### Problem
Without the pictures, repeat all of the data exactly as it appears below.
──────────────────────────────
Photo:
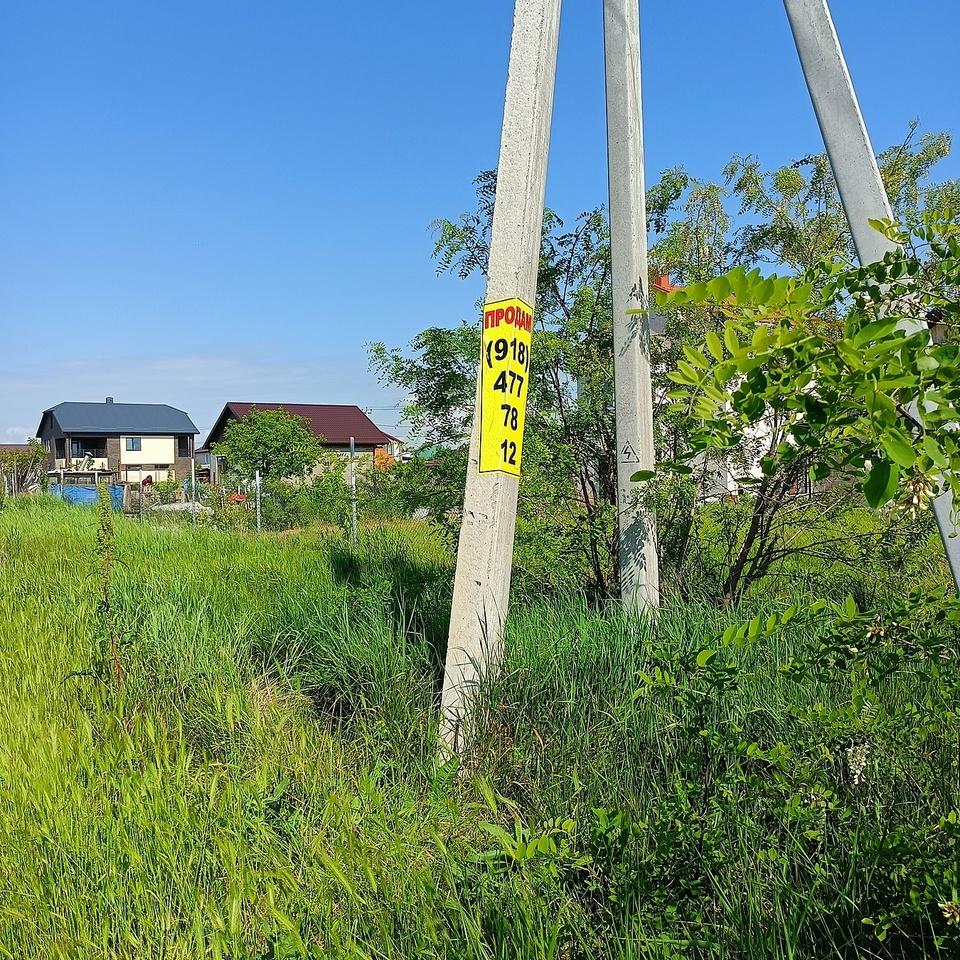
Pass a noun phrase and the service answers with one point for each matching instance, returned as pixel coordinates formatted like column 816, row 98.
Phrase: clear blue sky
column 203, row 201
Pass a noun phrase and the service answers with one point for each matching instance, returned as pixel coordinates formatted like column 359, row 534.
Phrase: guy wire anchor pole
column 485, row 554
column 639, row 565
column 855, row 170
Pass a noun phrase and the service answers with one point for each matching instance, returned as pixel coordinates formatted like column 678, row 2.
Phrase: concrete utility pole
column 485, row 554
column 855, row 170
column 639, row 566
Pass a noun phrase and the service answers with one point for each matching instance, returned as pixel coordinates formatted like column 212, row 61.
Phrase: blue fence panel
column 86, row 495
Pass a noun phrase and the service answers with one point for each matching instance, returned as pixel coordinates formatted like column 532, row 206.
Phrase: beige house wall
column 152, row 450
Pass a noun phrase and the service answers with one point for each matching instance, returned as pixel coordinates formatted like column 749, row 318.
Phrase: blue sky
column 204, row 201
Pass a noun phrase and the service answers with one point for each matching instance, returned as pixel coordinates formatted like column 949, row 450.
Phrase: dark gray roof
column 110, row 418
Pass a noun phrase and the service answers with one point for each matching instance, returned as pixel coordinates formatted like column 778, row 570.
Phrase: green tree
column 281, row 446
column 791, row 216
column 874, row 400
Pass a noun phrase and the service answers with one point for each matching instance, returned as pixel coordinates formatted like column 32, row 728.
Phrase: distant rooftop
column 110, row 418
column 335, row 422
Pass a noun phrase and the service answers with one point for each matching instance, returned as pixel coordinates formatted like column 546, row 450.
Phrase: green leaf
column 696, row 357
column 881, row 483
column 932, row 449
column 715, row 345
column 899, row 451
column 730, row 339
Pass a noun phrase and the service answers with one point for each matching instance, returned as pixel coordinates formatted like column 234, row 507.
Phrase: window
column 81, row 447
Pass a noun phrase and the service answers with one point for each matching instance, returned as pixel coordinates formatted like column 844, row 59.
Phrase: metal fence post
column 353, row 490
column 257, row 481
column 855, row 169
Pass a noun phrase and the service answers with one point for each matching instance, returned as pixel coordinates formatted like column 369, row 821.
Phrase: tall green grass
column 263, row 782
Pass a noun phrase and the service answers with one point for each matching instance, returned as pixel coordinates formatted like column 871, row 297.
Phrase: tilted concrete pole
column 639, row 568
column 855, row 170
column 485, row 554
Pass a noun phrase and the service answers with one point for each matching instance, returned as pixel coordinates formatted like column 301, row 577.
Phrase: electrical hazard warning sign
column 504, row 382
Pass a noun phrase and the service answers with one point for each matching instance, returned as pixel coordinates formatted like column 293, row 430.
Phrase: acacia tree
column 21, row 469
column 866, row 400
column 791, row 216
column 278, row 444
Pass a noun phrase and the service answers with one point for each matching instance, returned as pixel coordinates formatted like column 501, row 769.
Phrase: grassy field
column 260, row 779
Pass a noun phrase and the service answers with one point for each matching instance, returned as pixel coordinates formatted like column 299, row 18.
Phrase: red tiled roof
column 336, row 423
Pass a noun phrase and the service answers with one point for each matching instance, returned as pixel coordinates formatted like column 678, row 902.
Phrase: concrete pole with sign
column 485, row 554
column 639, row 566
column 855, row 169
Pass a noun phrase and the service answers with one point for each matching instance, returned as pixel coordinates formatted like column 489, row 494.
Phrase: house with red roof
column 333, row 423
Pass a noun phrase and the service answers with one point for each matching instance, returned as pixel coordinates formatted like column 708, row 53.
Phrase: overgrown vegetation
column 700, row 231
column 772, row 780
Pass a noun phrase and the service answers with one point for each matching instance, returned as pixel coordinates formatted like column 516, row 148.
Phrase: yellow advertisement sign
column 504, row 383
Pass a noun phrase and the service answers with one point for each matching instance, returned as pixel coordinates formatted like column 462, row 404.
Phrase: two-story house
column 130, row 440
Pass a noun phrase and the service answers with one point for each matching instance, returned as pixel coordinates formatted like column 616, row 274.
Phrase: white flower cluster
column 857, row 754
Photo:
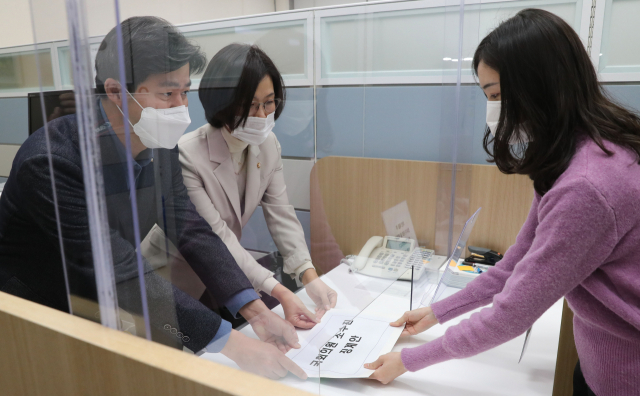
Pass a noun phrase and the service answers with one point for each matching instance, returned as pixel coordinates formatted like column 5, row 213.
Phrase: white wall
column 51, row 23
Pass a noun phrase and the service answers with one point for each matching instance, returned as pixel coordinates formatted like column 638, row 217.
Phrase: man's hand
column 259, row 358
column 416, row 321
column 387, row 368
column 270, row 327
column 294, row 310
column 322, row 295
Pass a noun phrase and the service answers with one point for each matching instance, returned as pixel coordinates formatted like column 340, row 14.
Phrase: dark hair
column 230, row 82
column 150, row 45
column 550, row 90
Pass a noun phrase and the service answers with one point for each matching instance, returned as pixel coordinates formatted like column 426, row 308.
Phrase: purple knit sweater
column 581, row 240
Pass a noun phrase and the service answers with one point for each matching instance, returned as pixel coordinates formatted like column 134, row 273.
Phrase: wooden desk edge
column 45, row 351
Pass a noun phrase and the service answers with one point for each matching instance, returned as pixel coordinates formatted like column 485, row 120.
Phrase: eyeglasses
column 269, row 107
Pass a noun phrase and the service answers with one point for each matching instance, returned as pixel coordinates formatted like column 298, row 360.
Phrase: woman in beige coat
──────────────────────────────
### Result of the task
Photo:
Pass a noun phrase and the service answers with one point for each matching instance, returned as pixel coordinates formatted like column 816, row 98.
Phrase: clear blue sky
column 203, row 201
Pass a noun phrase and the service answers with one point for each matching instance, returned as pixel coordinates formatted like column 359, row 534.
Phrase: guy wire anchor pole
column 485, row 554
column 639, row 565
column 855, row 170
Pass a noun phrase and the service answers with one point for each matching instance, returned as pixel coordinates formatted like column 678, row 2.
Phrase: concrete utility pole
column 485, row 554
column 855, row 170
column 639, row 566
Pass a noun phrase and the service answers with one point for each matching instance, returned as pixel coordinates formatted like column 212, row 61.
Phrase: blue fence panel
column 86, row 495
Pass a noun phrase and the service answers with one point for each matching instance, returned as pixel coordinates formatted like column 532, row 206.
Phrase: beige house wall
column 152, row 450
Pass a noun phrase and the service answers with one point for each matching instance, returned as pixel coordinates formatted like column 749, row 318.
Phrase: blue sky
column 204, row 201
Pass a noun phrase and the service answers with one point for each matching instance, returned as pixel coordinates formatted like column 949, row 450.
Phrase: dark gray roof
column 110, row 418
Pass a noun phrase and the service answers with one point for each matching instance, returned as pixel coordinates formatted like column 778, row 570.
Phrase: green tree
column 281, row 446
column 791, row 216
column 874, row 400
Pass a noun phrase and the service answers with one point for each matching instance, returned as pixel coordinates formatted like column 32, row 728.
Phrase: distant rooftop
column 110, row 418
column 335, row 422
Pass a noun phrase and the service answers with one point for each matching instance, returned as pixel coordinates formatted like column 546, row 450.
Phrase: green leaf
column 696, row 357
column 881, row 483
column 932, row 449
column 715, row 345
column 899, row 451
column 730, row 339
Pass a noun phrase and the service answers with one point for each matching instance, returned as pixel coordinates formatted like column 234, row 507.
Phrase: window
column 81, row 447
Pass a noun phrase and the service answers with one point for each matching instance, returned as pixel coordinates formatted like column 844, row 59.
Phrase: metal fence post
column 353, row 490
column 257, row 481
column 855, row 169
Pass a noun phrase and the service answers with one point for each matching instance, returned as pixel coordinates formatted like column 369, row 821.
Phrase: tall green grass
column 263, row 782
Pass a noun phrase and the service answers with one point for each matching instance, returned as pixel coordinates formatted like column 871, row 297.
Phrase: tilted concrete pole
column 639, row 568
column 855, row 170
column 485, row 554
Pass a noun phrase and the service answers with one point for each matching instance, returned as pixel coordinates formatted like column 301, row 577.
Phrase: electrical hazard warning sign
column 504, row 382
Pass a noun phrase and the service answers with one point for each matching instance, returned as pixel coordinates formatted like column 293, row 430.
Phrase: acacia tree
column 21, row 469
column 866, row 400
column 791, row 216
column 278, row 444
Pass a noun phrase and the service answers with one point for each matching instance, returned as pixel coordinates formatted like column 501, row 769.
Phrase: grassy field
column 260, row 779
Pass a noun phrase and the service answers with one point for each matching instance, returned as pixel coordinates formatted like column 299, row 18.
Phrase: red tiled roof
column 336, row 423
Pass a noun phrase and the service answers with one point for each matching instance, returned as pixel coordinates formatted like column 678, row 902.
Phrase: concrete pole with sign
column 485, row 554
column 639, row 566
column 855, row 169
Pass a noun phrase and the service answers with one point for each matching instance, returned as pixel coordinates formatted like column 489, row 494.
Phrase: house with red roof
column 333, row 423
Pass a noun phrase and the service answers with one point for each matching instance, returned as pixel coordinates formatted like column 708, row 53.
Phrase: overgrown vegetation
column 700, row 231
column 772, row 780
Pass a noun phrase and the service answers with one point for each matching instance, returned as pixel coordinates formatted like column 516, row 148.
Phrase: yellow advertisement sign
column 504, row 383
Pass a noun phrase and the service answers with one point for each matching instance, returned as pixel coordinates formatted like column 462, row 404.
Phrase: two-story house
column 130, row 440
Pass a noun phrase and the service answers with one point for each matching instance, returned as pixel coordinates formatted like column 616, row 274.
Phrase: white flower cluster
column 857, row 754
Photo:
Pass a noun phrase and the service answers with one point for each matching instance, returned as pixel coordinates formatted like column 5, row 213.
Phrase: white wall
column 51, row 23
Pass a noun phrase and the service answers with one point for each matching instance, returned as pixel coordinates formatted like column 638, row 217.
Phrase: man's hand
column 259, row 358
column 416, row 321
column 387, row 368
column 270, row 327
column 294, row 310
column 322, row 295
Pass a noun phrase and the service answers with one point for each matching instance, returned as pixel coordinates formatted like column 340, row 14.
Phrase: dark hair
column 230, row 82
column 150, row 45
column 550, row 90
Pass a noun phrase and the service answers with one point for each matching instance, returned as pixel coordinates formatted like column 426, row 308.
Phrase: purple knit sweater
column 581, row 240
Pass a noun phrase and the service answers with one point for each matching instance, returned as pixel coordinates formatted like column 134, row 273.
Phrase: wooden desk edge
column 45, row 351
Pass a noun phrase and the service answers with one point for each matching instance, returned as pixel coordinates formatted like column 485, row 120.
Phrase: eyeglasses
column 269, row 107
Pass a noun phrase and the service answers with one point for each matching instance, returned as pixel coordinates formatted like column 298, row 360.
Phrase: woman in beige coat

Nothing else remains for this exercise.